* [Extracted entries]:

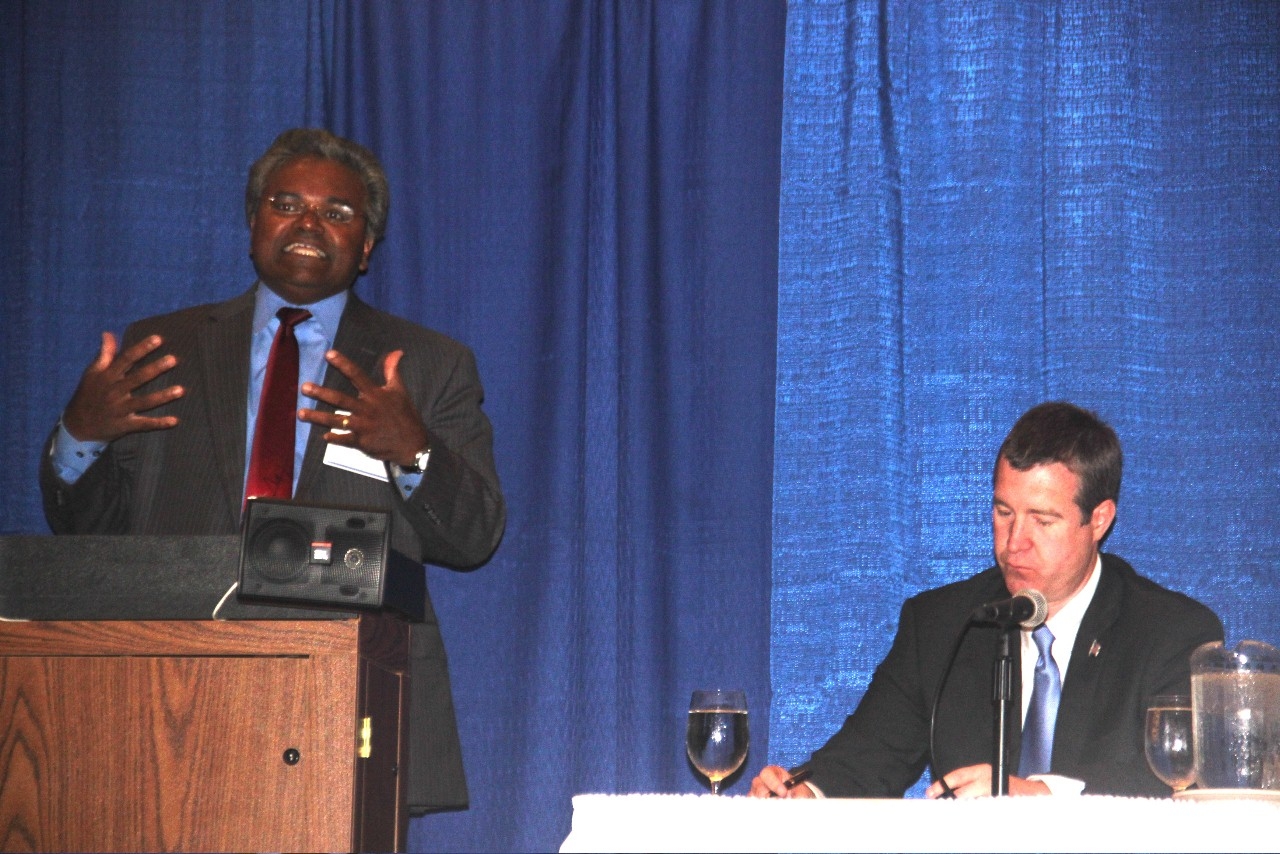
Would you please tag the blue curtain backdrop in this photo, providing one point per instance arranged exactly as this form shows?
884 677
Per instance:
982 205
986 205
584 192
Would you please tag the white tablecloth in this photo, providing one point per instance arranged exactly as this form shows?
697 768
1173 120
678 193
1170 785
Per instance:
1088 823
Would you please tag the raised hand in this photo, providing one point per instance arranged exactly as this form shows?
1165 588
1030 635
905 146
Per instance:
105 407
383 421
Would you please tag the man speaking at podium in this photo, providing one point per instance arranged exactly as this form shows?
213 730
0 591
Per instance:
295 388
1111 639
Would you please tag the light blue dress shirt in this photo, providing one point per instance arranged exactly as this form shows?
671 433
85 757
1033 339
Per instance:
315 334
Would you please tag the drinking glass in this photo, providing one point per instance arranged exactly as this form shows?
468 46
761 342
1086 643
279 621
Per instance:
717 736
1169 740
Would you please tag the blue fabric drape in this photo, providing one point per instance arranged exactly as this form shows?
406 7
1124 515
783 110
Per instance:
584 192
991 204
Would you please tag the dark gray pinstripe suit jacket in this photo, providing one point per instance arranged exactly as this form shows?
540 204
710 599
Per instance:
190 479
1143 635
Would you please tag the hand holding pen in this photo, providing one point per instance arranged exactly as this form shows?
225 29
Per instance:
776 781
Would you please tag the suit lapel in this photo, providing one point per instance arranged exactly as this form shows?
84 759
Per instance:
361 341
224 347
1087 674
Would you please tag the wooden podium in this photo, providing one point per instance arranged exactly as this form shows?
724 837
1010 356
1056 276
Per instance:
283 735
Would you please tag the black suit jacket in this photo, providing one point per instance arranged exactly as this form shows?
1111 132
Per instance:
190 479
1136 640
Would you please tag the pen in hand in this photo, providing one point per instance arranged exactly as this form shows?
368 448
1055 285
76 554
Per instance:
798 776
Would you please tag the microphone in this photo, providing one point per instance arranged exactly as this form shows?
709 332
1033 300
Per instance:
1027 607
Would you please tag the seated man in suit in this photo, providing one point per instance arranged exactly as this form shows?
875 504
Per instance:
1114 640
163 433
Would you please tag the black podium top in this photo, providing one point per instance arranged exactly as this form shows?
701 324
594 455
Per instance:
131 578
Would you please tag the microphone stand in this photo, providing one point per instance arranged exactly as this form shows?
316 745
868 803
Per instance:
1002 698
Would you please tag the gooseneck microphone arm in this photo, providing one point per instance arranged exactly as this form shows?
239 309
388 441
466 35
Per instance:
1025 608
1002 699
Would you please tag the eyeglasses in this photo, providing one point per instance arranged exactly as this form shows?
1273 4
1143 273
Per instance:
292 206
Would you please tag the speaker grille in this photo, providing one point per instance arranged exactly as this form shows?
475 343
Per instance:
280 551
314 553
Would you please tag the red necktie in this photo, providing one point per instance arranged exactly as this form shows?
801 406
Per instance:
270 469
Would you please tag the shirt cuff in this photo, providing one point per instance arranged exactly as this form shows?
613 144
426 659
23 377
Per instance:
72 457
1060 785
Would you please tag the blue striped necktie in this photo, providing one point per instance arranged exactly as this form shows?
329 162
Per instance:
1047 690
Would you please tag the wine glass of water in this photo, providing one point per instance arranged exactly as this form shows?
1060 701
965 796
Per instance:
717 736
1169 740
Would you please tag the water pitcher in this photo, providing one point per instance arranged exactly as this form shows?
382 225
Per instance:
1235 706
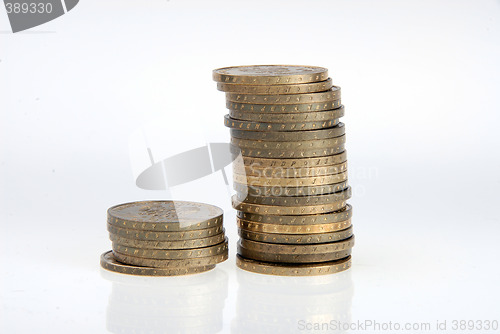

* [Exercise task]: List, in full, every line of the records above that contains the word "necktie".

* [Answer to this exercise]:
Would you please tag the red necktie in this photo, providing one point per instance arranged exactly as this form shows?
Would you please tag the blue striped necktie in this photo, providing one point per instance arranged exactly as this form shows?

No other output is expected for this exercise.